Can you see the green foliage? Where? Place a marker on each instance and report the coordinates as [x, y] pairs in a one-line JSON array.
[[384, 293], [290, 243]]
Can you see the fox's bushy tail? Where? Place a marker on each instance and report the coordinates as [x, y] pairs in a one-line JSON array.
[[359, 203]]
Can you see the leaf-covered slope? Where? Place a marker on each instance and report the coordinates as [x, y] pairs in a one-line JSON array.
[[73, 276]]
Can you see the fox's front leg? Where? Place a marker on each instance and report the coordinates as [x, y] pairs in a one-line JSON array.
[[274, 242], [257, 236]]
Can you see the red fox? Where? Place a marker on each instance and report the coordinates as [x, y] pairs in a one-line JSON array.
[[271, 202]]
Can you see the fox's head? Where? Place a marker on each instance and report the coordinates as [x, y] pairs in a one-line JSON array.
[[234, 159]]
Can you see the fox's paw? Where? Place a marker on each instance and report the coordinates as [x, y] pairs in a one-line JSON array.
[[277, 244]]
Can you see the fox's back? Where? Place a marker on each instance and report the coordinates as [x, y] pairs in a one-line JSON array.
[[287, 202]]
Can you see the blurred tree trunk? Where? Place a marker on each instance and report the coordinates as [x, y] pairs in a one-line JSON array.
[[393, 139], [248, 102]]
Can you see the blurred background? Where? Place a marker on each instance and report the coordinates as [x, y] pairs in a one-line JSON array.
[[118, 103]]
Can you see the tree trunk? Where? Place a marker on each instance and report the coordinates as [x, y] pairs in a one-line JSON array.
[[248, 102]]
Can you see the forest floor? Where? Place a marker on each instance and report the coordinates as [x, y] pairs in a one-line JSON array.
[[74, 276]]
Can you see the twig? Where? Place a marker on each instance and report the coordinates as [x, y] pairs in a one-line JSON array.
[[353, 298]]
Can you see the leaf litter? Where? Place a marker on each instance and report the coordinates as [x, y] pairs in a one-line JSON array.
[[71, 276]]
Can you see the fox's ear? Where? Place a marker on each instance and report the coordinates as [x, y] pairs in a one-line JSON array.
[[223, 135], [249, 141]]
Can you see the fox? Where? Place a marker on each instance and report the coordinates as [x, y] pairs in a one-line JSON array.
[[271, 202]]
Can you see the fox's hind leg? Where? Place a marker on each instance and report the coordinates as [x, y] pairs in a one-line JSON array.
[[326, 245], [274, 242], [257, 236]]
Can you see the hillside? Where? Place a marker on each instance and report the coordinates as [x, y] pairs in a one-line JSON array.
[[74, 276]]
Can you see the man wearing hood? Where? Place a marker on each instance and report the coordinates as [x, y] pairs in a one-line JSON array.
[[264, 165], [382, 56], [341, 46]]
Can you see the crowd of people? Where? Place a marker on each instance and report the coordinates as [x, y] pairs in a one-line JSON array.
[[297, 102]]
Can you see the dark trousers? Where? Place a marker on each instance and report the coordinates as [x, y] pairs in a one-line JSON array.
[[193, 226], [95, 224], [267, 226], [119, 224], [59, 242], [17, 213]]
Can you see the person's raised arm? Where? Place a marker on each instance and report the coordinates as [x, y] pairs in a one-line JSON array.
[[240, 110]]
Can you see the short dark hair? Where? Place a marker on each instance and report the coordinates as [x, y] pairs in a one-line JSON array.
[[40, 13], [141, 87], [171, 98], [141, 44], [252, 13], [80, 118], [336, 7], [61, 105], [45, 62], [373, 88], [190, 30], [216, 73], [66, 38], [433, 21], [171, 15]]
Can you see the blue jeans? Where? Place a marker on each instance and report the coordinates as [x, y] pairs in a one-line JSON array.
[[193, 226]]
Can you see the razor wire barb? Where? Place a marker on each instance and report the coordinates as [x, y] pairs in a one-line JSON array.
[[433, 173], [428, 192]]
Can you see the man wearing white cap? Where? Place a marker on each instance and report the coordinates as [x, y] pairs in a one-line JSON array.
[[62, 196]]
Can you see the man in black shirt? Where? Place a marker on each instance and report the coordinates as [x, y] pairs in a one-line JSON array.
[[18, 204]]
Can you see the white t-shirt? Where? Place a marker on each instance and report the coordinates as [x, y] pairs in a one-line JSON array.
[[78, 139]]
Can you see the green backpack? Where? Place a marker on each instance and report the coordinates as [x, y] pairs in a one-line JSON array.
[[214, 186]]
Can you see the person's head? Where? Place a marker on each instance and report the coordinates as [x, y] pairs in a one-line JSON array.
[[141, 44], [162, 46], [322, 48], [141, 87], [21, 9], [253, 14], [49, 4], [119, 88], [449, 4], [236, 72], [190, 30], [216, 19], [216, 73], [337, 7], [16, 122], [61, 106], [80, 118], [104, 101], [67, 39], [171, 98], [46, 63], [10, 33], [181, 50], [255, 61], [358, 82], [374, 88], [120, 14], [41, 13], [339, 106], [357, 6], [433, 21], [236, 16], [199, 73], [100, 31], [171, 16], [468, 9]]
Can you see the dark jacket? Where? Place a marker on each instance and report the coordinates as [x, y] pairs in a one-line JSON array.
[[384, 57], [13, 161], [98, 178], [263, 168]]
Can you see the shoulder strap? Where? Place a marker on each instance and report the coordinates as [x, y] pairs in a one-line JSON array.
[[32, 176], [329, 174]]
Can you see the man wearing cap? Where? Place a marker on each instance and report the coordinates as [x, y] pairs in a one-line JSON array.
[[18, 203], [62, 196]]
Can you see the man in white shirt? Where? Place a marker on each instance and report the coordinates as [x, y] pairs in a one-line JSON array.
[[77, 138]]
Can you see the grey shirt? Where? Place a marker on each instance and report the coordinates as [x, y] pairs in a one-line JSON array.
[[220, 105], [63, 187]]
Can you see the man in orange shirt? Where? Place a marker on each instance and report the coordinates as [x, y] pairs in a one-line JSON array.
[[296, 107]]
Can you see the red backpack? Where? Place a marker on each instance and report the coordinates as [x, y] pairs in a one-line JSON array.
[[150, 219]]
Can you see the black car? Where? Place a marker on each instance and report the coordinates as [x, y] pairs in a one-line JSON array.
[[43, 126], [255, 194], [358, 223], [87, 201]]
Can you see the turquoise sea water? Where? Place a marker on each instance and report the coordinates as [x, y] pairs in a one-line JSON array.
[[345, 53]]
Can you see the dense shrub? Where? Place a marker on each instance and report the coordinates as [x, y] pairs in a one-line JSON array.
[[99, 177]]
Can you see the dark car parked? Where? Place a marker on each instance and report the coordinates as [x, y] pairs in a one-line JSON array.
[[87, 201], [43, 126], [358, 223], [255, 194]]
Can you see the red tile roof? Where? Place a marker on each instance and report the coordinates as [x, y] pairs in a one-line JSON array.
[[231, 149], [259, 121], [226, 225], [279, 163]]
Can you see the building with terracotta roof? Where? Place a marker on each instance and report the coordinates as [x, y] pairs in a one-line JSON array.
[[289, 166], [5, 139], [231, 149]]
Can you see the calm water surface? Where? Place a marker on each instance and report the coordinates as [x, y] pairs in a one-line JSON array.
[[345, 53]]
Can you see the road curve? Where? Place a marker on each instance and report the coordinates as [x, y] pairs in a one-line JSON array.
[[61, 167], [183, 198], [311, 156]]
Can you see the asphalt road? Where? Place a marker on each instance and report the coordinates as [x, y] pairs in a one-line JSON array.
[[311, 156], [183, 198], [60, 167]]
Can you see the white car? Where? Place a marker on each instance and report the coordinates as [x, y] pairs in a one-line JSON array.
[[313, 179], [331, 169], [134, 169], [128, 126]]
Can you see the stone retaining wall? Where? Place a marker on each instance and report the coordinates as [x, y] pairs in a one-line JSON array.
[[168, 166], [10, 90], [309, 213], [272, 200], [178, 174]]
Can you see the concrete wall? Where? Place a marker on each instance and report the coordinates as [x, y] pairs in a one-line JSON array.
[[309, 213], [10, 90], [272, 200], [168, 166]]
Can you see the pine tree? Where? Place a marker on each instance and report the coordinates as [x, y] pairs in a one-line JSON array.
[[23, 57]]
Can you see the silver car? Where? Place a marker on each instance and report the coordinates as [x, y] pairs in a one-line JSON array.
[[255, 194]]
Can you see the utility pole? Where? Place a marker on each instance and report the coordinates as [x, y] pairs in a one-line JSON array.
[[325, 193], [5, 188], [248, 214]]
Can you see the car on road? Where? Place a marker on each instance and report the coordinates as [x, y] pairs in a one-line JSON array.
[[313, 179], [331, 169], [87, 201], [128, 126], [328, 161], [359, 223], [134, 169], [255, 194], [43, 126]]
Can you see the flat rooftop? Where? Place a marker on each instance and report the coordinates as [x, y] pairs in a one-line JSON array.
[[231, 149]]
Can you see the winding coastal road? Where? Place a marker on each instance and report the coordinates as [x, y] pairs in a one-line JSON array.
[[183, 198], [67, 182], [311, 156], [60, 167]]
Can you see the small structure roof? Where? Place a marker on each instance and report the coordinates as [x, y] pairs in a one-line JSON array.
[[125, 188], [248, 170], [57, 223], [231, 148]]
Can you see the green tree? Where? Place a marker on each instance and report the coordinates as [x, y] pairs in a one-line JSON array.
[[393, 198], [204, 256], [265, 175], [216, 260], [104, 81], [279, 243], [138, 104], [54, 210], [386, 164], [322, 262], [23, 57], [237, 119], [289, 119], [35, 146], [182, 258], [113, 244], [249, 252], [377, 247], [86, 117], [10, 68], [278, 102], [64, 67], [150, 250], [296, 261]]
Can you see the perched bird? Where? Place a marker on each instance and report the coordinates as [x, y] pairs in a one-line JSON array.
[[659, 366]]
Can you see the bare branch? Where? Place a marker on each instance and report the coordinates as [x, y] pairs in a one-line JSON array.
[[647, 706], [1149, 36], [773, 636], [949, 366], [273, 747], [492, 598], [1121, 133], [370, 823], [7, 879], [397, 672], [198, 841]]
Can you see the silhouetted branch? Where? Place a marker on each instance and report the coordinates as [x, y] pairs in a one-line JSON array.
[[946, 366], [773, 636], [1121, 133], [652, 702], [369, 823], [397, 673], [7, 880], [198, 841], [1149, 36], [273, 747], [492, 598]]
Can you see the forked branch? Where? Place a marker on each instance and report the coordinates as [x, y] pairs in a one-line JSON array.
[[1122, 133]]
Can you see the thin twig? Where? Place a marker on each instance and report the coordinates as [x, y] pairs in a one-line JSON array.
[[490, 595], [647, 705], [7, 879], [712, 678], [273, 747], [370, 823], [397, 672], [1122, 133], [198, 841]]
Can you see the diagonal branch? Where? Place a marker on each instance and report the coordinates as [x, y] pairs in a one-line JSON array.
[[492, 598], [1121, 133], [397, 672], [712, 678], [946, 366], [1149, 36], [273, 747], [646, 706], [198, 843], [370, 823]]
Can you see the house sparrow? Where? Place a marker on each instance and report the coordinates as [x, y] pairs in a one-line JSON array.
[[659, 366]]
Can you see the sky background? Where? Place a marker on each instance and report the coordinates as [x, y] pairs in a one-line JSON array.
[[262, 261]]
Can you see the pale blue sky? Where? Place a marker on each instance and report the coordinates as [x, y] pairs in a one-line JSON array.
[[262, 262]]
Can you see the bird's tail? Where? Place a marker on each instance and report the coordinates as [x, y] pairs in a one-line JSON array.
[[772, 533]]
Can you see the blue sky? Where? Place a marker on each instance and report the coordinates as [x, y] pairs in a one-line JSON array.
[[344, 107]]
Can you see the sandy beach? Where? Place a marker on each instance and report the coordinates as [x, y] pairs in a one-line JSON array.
--------
WHAT THE TASK REQUIRES
Please copy out everything from the line containing "Can you see the sky" down to the end of the items, both of those lines included.

OUTPUT FOR THIS TASK
Can you see the sky background? Where? Place a marker on each instance and report the coordinates as [x, y] pairs in a one-line JSON array.
[[262, 261]]
Can you see the pale blue sky? Where? Place a marker on each instance and report the coordinates as [x, y] pairs in a one-line JSON array.
[[262, 262]]
Can you see the bird's tail? Where? Place a marker on each instance and report the coordinates as [x, y] pairs in a one-line JSON array.
[[772, 533]]
Can you see the blue sky? Where? Place a marker on each instance and report the coordinates as [x, y] pairs in a one-line JSON array.
[[344, 107]]
Can you see the sandy beach? Where? Place a marker on each instance and report the coordinates as [x, y] pairs in a one-line JSON array.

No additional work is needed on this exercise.